• **Exercise description**: Lines before the one containing "Phrase: pink flamingo" are excluded; retype that line and all remaining lines of the material exactly.

• **Data for processing**:

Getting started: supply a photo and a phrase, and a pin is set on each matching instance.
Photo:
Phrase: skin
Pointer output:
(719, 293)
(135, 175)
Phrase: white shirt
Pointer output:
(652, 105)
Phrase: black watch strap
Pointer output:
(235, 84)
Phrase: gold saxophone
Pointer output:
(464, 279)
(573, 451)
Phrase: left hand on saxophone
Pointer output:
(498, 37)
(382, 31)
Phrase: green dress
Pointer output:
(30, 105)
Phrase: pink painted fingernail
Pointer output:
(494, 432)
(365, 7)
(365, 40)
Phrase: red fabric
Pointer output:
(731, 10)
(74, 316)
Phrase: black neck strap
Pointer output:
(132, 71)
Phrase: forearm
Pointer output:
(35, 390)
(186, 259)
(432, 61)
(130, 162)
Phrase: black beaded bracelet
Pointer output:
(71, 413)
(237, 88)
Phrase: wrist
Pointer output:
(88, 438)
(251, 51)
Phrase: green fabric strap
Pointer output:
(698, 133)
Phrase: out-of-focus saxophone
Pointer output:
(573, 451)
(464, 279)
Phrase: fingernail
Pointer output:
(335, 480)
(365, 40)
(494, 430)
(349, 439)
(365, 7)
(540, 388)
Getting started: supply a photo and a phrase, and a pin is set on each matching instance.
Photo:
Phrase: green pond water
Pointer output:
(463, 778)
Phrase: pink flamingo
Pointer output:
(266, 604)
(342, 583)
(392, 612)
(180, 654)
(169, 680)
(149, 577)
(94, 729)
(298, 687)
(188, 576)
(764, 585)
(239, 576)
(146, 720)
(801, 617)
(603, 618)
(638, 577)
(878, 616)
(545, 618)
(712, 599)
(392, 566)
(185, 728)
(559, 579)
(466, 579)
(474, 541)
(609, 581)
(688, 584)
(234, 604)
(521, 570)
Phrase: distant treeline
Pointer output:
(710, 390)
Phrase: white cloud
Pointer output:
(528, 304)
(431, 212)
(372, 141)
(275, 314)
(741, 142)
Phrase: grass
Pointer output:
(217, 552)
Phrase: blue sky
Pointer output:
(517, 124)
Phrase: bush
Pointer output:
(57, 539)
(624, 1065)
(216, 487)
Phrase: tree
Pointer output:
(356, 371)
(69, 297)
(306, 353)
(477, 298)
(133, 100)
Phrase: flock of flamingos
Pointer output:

• **Task response**:
Phrase: pink flamingo
Pointer output:
(266, 604)
(342, 583)
(392, 612)
(180, 654)
(169, 680)
(149, 577)
(94, 729)
(298, 687)
(188, 576)
(764, 585)
(239, 576)
(146, 720)
(801, 617)
(603, 618)
(638, 577)
(878, 616)
(545, 618)
(712, 599)
(392, 566)
(185, 728)
(559, 579)
(466, 579)
(474, 541)
(609, 581)
(688, 584)
(234, 604)
(521, 570)
Phrase: distant treeline
Pointer output:
(710, 390)
Phrase: white cloud
Pointer output:
(528, 304)
(431, 212)
(372, 141)
(275, 314)
(741, 142)
Phrase: grass
Pointer output:
(217, 552)
Phrase: blue sky
Pointer output:
(517, 124)
Phrase: bush
Pointer output:
(57, 539)
(624, 1065)
(216, 487)
Phrase: tree
Pointer output:
(356, 371)
(69, 297)
(306, 353)
(477, 298)
(133, 100)
Phrase: flock of flamingos
Pointer output:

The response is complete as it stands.